**SHORT PROBLEM:** What follows is a block of records; restate each one word for word.

---------- STORED ROWS ----------

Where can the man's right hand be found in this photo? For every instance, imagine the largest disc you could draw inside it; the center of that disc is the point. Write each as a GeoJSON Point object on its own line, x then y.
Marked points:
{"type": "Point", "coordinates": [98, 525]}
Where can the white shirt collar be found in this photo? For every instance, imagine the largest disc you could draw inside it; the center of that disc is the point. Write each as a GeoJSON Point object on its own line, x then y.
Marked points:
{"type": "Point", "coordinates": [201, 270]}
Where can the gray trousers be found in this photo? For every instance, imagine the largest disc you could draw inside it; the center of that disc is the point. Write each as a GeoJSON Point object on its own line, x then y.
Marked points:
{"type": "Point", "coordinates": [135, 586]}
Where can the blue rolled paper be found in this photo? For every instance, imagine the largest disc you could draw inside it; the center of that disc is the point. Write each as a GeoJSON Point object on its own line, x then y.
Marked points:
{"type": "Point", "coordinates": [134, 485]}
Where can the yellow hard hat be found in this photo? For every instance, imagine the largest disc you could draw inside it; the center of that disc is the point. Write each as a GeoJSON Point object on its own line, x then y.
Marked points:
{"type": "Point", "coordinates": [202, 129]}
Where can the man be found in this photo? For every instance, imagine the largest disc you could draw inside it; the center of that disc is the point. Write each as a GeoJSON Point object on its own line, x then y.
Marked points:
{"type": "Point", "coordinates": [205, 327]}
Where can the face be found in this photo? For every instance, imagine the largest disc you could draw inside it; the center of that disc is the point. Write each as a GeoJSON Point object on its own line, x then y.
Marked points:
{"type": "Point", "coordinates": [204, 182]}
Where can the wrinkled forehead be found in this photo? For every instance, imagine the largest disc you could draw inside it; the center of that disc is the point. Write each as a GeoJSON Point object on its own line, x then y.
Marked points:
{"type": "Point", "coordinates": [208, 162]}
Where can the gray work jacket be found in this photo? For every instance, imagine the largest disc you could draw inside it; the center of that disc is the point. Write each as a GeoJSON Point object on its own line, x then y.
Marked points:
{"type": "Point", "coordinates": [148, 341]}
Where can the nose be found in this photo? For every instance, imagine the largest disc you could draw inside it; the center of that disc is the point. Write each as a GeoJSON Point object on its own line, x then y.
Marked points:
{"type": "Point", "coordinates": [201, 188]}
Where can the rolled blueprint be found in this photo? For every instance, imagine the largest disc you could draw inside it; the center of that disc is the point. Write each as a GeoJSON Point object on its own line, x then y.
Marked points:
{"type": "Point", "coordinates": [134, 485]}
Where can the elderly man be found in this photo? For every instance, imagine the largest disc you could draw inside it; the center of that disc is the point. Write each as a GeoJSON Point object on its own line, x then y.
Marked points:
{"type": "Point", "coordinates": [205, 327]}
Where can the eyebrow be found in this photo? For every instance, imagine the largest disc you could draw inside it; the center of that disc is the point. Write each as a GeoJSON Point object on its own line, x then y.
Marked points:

----------

**EXERCISE ANSWER:**
Where can the man's right hand be found in this photo? For every instance, imagine the largest disc you could draw inside it; the center of that disc is the point. Write each as a GeoJSON Point object on its own line, x then y.
Marked points:
{"type": "Point", "coordinates": [98, 525]}
Where can the white shirt collar be found in this photo? For every instance, imagine the largest disc you could draw inside it; the center of that disc is the point. Write each as a GeoJSON Point object on its own line, x then y.
Marked points:
{"type": "Point", "coordinates": [201, 270]}
Where can the gray trousers be found in this photo? For every instance, imagine the largest disc you could draw inside it; the center of that disc is the point. Write each as a GeoJSON Point object on its own line, x then y.
Marked points:
{"type": "Point", "coordinates": [135, 586]}
Where can the blue rolled paper be found in this photo? For every instance, imagine the largest disc you could draw inside it; the center of that disc is the point. Write each as a GeoJSON Point object on its own line, x then y.
Marked points:
{"type": "Point", "coordinates": [134, 485]}
Where can the yellow hard hat be found in this photo? For every instance, imagine the largest disc you could draw inside it; the center of that disc is the point. Write each as a GeoJSON Point object on its own line, x then y.
Marked points:
{"type": "Point", "coordinates": [202, 129]}
Where can the man be found in this photo? For every instance, imagine the largest disc you could draw inside it; the center of that disc is the point. Write each as a GeoJSON Point object on its own line, x then y.
Marked points:
{"type": "Point", "coordinates": [205, 327]}
Where can the face be found in this photo? For every instance, imagine the largest disc you could draw inside it; the center of that disc is the point. Write each as a GeoJSON Point object on its own line, x then y.
Marked points:
{"type": "Point", "coordinates": [204, 182]}
Where can the wrinkled forehead be found in this photo? For every instance, imagine the largest disc you could draw inside it; the center of that disc is the point. Write each as a GeoJSON Point object on its own line, x then y.
Marked points:
{"type": "Point", "coordinates": [208, 162]}
Where can the gray work jacket be found in this photo? For every instance, imagine the largest disc you could draw inside it; the center of that disc is the point. Write each as a GeoJSON Point object on its own line, x then y.
Marked points:
{"type": "Point", "coordinates": [148, 341]}
Where can the nose be found in this photo? For every instance, imagine the largest disc you could draw inside it; the center of that disc is the point. Write each as a GeoJSON Point object on its own line, x then y.
Marked points:
{"type": "Point", "coordinates": [201, 188]}
Where can the rolled blueprint be found in this photo? For every instance, imagine the largest disc you could draw inside it; the center of that disc is the point. Write each as a GeoJSON Point object on its own line, x then y.
Marked points:
{"type": "Point", "coordinates": [134, 485]}
Where can the elderly man be found in this photo? For every instance, imagine the largest disc you could draw inside it; the center of that disc is the point. Write each as a GeoJSON Point object on its own line, x then y.
Marked points:
{"type": "Point", "coordinates": [205, 327]}
Where can the eyebrow be found in this photo? For every instance, imagine the largest disc you could draw inside it; the center of that disc is the point. Write each as a GeoJSON Point object on its own line, x then y.
Marked points:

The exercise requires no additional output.